Available data: Begin

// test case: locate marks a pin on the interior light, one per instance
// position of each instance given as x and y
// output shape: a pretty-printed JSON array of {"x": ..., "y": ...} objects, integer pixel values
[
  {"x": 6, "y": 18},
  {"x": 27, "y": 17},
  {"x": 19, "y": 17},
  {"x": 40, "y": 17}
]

Available data: End

▶ The task:
Without any change, reproduce the data in full.

▶ Solution for this problem:
// test case: locate marks a pin on the interior light, one per instance
// position of each instance given as x and y
// output shape: a pretty-printed JSON array of {"x": ..., "y": ...} objects, integer pixel values
[
  {"x": 6, "y": 18},
  {"x": 27, "y": 17},
  {"x": 19, "y": 17},
  {"x": 40, "y": 17}
]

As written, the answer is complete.